What you have to do =
From the data below, copy each line that includes the word "small".

Records for this exercise =

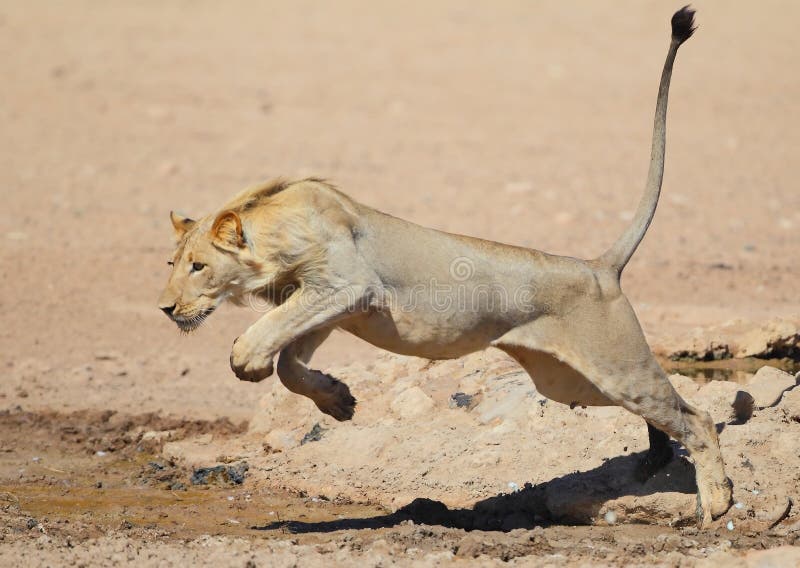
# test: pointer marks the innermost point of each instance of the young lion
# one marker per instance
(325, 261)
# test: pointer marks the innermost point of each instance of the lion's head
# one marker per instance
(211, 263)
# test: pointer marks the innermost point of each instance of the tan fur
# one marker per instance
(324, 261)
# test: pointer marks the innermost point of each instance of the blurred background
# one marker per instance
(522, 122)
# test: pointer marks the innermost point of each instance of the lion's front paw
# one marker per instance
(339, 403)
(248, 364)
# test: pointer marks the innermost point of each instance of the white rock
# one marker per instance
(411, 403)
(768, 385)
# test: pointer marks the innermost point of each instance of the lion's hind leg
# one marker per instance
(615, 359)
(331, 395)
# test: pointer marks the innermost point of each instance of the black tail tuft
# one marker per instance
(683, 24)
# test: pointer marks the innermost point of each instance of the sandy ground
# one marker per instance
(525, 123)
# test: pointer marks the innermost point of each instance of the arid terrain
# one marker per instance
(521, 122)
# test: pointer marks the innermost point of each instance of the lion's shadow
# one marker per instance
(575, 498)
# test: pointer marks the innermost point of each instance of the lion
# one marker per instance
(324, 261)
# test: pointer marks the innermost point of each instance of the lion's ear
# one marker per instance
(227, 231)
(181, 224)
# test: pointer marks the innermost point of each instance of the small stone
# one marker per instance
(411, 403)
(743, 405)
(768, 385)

* * *

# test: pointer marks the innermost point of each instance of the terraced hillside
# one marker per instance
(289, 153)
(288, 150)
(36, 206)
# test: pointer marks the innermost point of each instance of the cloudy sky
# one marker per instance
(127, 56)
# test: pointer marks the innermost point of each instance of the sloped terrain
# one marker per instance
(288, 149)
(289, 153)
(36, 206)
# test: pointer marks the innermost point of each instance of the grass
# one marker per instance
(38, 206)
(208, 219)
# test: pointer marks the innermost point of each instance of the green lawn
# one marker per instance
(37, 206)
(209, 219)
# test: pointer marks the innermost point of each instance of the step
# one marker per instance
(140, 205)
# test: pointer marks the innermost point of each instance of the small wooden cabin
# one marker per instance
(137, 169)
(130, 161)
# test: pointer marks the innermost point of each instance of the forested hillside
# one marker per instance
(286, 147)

Exercise output =
# test: pointer marks the innermost point of each instance of the small stone
# test: pointer marks the innermost point of each instance of the small wooden cabin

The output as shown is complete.